===== Dataset records =====
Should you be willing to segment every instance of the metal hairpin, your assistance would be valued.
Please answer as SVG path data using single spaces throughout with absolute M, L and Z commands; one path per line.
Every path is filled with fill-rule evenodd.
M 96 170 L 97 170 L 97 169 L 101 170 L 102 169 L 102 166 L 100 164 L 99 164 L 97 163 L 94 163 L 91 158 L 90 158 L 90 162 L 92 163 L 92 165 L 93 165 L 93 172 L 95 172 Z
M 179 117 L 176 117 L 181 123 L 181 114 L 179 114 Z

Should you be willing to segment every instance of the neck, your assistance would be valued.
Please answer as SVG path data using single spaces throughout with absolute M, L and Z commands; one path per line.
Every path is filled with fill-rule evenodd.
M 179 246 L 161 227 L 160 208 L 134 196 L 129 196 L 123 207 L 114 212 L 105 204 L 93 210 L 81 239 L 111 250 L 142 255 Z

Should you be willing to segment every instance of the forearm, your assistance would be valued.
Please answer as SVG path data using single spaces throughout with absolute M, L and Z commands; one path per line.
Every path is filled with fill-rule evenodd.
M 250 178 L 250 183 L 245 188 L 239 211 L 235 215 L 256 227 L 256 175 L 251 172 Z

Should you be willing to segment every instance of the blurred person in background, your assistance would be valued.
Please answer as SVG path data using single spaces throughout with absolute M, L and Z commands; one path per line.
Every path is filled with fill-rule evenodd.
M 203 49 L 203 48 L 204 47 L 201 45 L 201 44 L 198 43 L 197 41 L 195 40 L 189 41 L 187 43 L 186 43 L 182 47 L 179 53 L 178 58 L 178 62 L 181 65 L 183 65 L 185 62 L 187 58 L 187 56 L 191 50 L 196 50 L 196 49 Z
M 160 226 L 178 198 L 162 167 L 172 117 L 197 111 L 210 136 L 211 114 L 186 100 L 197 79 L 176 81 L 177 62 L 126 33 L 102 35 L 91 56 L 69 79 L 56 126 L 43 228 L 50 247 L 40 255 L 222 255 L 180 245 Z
=====
» **Task details**: Please reproduce all of the lines above, switching every "valued" to "appreciated" and leaving everything else unchanged.

» **The result**:
Should you be willing to segment every instance of the metal hairpin, your assistance would be appreciated.
Please answer as SVG path data using single spaces throughout with absolute M, L and Z commands; one path per line.
Every path is filled with fill-rule evenodd.
M 96 170 L 97 170 L 97 169 L 101 170 L 102 169 L 102 166 L 100 164 L 99 164 L 97 163 L 94 163 L 91 158 L 90 158 L 90 162 L 92 163 L 92 165 L 93 165 L 93 172 L 95 172 Z
M 179 117 L 176 117 L 181 123 L 181 114 L 179 114 Z

Should you be willing to segment every instance of the neck, your assistance would be appreciated.
Please answer as SVG path data using single spaces throughout with absolute M, L and Z commands; one path per line.
Every path is filled with fill-rule evenodd.
M 179 246 L 161 227 L 160 208 L 134 196 L 129 196 L 123 207 L 114 212 L 105 204 L 93 210 L 81 239 L 111 250 L 142 255 Z

Should you be willing to segment every instance of the forearm, your assistance would be appreciated.
Please answer as SVG path data using single spaces throughout with absolute M, L and Z commands; one path per line.
Every path is filled with fill-rule evenodd.
M 250 178 L 250 183 L 245 188 L 239 211 L 235 215 L 256 227 L 256 175 L 251 172 Z

Should you be willing to segment every instance of the blurred person in background, your assistance would be appreciated.
Please answer as SVG path data using single spaces throughout with absolute M, L and Z commands; one path per line.
Every path is filled with fill-rule evenodd.
M 203 49 L 203 48 L 204 47 L 201 45 L 201 44 L 198 43 L 197 41 L 195 40 L 189 41 L 187 43 L 186 43 L 182 47 L 179 53 L 178 58 L 178 62 L 181 65 L 183 65 L 185 62 L 187 58 L 187 56 L 191 50 L 196 50 L 196 49 Z
M 160 226 L 178 198 L 162 167 L 172 117 L 197 111 L 210 136 L 211 114 L 186 100 L 197 79 L 176 81 L 177 62 L 126 33 L 102 35 L 91 56 L 69 79 L 56 126 L 43 228 L 50 247 L 40 255 L 222 255 L 180 245 Z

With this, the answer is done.